─── RECORDS PROVIDED

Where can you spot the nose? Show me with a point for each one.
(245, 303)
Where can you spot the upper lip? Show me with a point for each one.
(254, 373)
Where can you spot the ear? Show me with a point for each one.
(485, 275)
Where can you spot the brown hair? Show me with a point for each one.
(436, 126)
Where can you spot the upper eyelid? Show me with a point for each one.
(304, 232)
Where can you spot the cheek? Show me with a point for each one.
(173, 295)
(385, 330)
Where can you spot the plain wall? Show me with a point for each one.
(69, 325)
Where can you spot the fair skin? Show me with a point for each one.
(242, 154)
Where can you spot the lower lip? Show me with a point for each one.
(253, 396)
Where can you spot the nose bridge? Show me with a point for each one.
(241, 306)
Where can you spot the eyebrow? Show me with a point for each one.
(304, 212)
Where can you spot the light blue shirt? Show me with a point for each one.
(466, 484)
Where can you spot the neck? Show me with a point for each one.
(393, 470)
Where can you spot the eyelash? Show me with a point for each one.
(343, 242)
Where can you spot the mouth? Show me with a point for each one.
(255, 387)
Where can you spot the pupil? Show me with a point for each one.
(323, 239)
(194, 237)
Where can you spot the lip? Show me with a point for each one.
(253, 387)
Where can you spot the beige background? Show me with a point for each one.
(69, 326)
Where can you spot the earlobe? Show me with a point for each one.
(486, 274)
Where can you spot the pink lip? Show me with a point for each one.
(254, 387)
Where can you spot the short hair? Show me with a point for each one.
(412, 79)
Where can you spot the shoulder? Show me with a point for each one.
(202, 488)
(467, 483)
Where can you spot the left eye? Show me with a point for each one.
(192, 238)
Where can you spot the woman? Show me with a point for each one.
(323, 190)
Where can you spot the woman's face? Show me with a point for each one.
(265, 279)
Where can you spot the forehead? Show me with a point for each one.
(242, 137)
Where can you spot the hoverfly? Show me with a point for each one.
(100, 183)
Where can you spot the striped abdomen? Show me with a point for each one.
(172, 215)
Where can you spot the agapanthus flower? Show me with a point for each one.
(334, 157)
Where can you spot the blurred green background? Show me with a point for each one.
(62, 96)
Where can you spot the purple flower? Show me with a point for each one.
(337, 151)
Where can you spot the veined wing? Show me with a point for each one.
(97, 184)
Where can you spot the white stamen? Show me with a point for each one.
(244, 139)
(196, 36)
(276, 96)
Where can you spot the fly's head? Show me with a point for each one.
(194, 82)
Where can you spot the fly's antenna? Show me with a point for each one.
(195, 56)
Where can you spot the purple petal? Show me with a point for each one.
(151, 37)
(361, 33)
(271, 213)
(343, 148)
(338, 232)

──────

[INSTRUCTIONS TO FOLLOW] Copy out all the rows above, replacing each "spot" with "find" and leaving everything else unchanged.

[THE RESULT]
Where can you find the nose? Show me with a point for each one.
(245, 303)
Where can you find the upper lip? Show me with a point for each one.
(254, 373)
Where can you find the ear? Show me with a point for each one.
(485, 275)
Where can you find the brown hair? Show me with a point for each one.
(436, 126)
Where can you find the upper eyelid? Show me with a point for each one.
(304, 232)
Where can you find the cheek? Show me with a point for each one.
(173, 295)
(385, 330)
Where can you find the plain wall? Show me with a point for each one.
(69, 325)
Where can you find the fair skin? Show me with a point for each one.
(242, 154)
Where can you find the lower lip? Show me with a point for each one.
(253, 396)
Where can you find the nose bridge? Show me with a point for each one.
(241, 306)
Where can you find the eyebrow? Show me with a point for each one.
(304, 212)
Where can you find the light blue shirt? Show me with a point for each one.
(466, 484)
Where can you find the neck? Show me with a point for each one.
(393, 470)
Where can you find the eyelash? Show me with a point for each one.
(343, 242)
Where can you find the mouth? Show me with a point for each one.
(255, 387)
Where can you find the pupil? Show me with a point for each one.
(323, 239)
(194, 237)
Where can you find the lip? Show me with a point for each one.
(253, 387)
Where can you find the beige background? Show me with a point for each one.
(69, 326)
Where can you find the earlobe? Show me with a point for each one.
(486, 274)
Where can you find the pink lip? Show me with a point for each one.
(254, 387)
Where can you find the short hair? Show me with a point for each one.
(412, 79)
Where can you find the shoulder? Show me with a point for each one.
(202, 488)
(467, 483)
Where can you find the left eye? Show me with a point for each one.
(192, 238)
Where can you find the woman? Show me with a point for each one.
(323, 190)
Where can you find the woman's face? Show me with a point for each one.
(265, 279)
Where can you find the forehead? Show me with a point for each one.
(242, 137)
Where can you find the hoverfly? Show me with a point for each one.
(100, 183)
Where can you find the striped abdomen? Show me with a point for each one.
(172, 215)
Where can you find the agapanthus flower? Show me with a point for each one.
(334, 157)
Where can you find the blurred green background? Show me with a point for each one.
(62, 96)
Where can you find the purple flower? Show me with a point for each one.
(337, 151)
Where can you find the veined wing? Show me with a point for each one.
(97, 184)
Where can you find the white stamen? Show me with a point for each one.
(244, 139)
(196, 36)
(276, 96)
Where can you find the fly's head? Show me with a point for each one.
(194, 82)
Where can you find the fly's antenna? Show me with a point for each one.
(195, 56)
Where can you find the purple petal? Show me with a point for each one.
(151, 37)
(361, 33)
(271, 213)
(343, 148)
(338, 232)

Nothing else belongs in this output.